### What is needed
Transcribe the records below exactly.
^^^^^^^^^^^^^^^^
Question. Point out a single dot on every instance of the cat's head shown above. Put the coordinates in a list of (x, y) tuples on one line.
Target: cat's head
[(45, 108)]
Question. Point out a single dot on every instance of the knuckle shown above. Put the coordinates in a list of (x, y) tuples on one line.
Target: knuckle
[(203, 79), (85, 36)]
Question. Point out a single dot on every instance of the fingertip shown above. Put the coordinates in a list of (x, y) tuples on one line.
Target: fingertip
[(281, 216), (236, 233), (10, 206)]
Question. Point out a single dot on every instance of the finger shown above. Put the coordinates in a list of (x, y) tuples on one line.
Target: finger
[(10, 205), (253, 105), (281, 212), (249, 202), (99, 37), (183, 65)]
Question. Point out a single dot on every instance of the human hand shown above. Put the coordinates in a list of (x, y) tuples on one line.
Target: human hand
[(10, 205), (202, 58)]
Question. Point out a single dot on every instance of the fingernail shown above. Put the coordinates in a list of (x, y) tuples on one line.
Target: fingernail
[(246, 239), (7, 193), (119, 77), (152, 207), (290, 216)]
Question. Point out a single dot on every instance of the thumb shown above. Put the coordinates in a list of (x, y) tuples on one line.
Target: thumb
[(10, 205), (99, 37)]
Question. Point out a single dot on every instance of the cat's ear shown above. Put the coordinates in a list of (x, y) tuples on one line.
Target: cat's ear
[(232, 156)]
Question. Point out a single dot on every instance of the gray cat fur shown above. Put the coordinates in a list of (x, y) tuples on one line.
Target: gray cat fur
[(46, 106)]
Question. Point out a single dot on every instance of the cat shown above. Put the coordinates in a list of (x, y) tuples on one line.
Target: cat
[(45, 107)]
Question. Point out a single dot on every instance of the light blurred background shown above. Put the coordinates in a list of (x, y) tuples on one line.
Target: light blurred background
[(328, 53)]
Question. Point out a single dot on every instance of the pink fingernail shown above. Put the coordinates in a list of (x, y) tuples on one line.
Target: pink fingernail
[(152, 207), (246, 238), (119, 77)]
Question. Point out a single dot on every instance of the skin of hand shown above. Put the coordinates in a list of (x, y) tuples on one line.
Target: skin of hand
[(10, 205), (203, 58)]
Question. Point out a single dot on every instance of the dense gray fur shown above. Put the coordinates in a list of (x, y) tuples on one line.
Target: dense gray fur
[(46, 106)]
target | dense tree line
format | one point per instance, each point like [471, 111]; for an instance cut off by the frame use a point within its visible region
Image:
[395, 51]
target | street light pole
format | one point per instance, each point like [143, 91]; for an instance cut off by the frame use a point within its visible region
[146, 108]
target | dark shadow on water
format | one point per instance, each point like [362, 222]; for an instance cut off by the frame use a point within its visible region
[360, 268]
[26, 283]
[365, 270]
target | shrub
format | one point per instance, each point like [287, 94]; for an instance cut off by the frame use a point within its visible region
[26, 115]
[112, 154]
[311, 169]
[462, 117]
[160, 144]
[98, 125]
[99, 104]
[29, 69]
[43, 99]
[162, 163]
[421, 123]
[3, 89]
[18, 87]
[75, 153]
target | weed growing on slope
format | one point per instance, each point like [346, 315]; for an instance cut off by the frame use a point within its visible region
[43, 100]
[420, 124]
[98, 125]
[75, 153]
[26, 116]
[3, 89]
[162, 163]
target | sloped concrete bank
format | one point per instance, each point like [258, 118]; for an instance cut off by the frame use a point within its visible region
^^^^^^^^^^^^^^^^
### Expected answer
Question. Point out a single dot on every instance of the cat's head shown above. Put the coordinates in a list of (x, y) tuples on one line.
Target: cat's head
[(45, 108)]
Question. Point out a single dot on every instance of the knuckle shown above. Put the coordinates in a list of (x, y) tuples on one line.
Target: knuckle
[(203, 79), (85, 36)]
Question. Point out a single dot on every instance of the fingertip shown above. Put the coordinates in a list of (x, y) tuples on one line.
Target: fingertip
[(281, 216), (236, 233), (10, 206)]
Question. Point out a single dot on every instance of the finger shown above. Put the coordinates in a list of (x, y) tuples on one line.
Target: finger
[(10, 205), (253, 105), (281, 212), (249, 202), (99, 37), (183, 65)]
Question. Point out a single dot on every instance of the human hand shown above. Put the coordinates in a list of (x, y) tuples on one line.
Target: human hand
[(10, 205), (202, 58)]
Question. Point out a single dot on every instance of the fingernail shown above. Put the coordinates in a list of (x, y) tuples on one line.
Target: fingernail
[(246, 239), (7, 193), (119, 77), (152, 207), (290, 216)]
Question. Point out a single dot on every instance of the thumb shown above. Put the coordinates in a list of (x, y) tuples on one line.
Target: thumb
[(10, 205), (99, 37)]
Question. Point out a single dot on every instance of the cat's ear shown above. Put the coordinates in a list of (x, y) tuples on one line.
Target: cat's ear
[(232, 156)]
Question. Point out a single dot on every instance of the gray cat fur shown above. Put the coordinates in a list of (x, y) tuples on one line.
Target: gray cat fur
[(46, 106)]
Question. Point out a single dot on every instance of the cat shown above. Put the coordinates in a list of (x, y) tuples on one line.
Target: cat
[(45, 107)]
Question. Point out a single dot on every instance of the light blurred background shown above. Put the coordinates in a list of (x, y) tuples on one line.
Target: light blurred background
[(328, 53)]
Question. Point out a single dot on every instance of the pink fingernail shown above. Put the coordinates in a list of (x, y) tuples on one line.
Target: pink fingernail
[(152, 207), (246, 238), (119, 77)]
Question. Point out a single dot on every instance of the skin of hand shown above. Put the coordinates in a list of (x, y) tuples on one line.
Target: skin of hand
[(10, 205), (203, 58)]
Question. Point out a single dot on every instance of the dense gray fur shown above. Put the coordinates in a list of (x, y) tuples on one line.
Target: dense gray fur
[(46, 106)]
target | dense tree line
format | one point per instance, each point like [471, 111]; for an instance cut off by the frame use a point within its visible region
Image:
[395, 51]
target | street light pole
format | one point per instance, each point like [143, 91]; for an instance cut off by the frame use a point within its visible region
[146, 108]
target | dark shadow on water
format | one point per instance, each point like [362, 222]; for an instance cut off by the frame use a point within its visible region
[360, 268]
[26, 283]
[365, 270]
target | shrub
format | one point per instance, each point like [287, 94]; for an instance cut off by the frame use a point within its visible region
[26, 115]
[112, 154]
[311, 169]
[462, 117]
[160, 144]
[98, 125]
[99, 104]
[29, 69]
[43, 99]
[162, 163]
[421, 123]
[3, 89]
[18, 87]
[75, 153]
target | weed growing on slope
format | one point per instance, each point like [346, 315]; for an instance cut off by the frame use a point within its visible region
[43, 100]
[420, 124]
[98, 125]
[75, 153]
[26, 116]
[3, 89]
[162, 163]
target | sloped concrete bank
format | one point per instance, each point like [258, 118]; for an instance cut off by the frame use a point within its visible region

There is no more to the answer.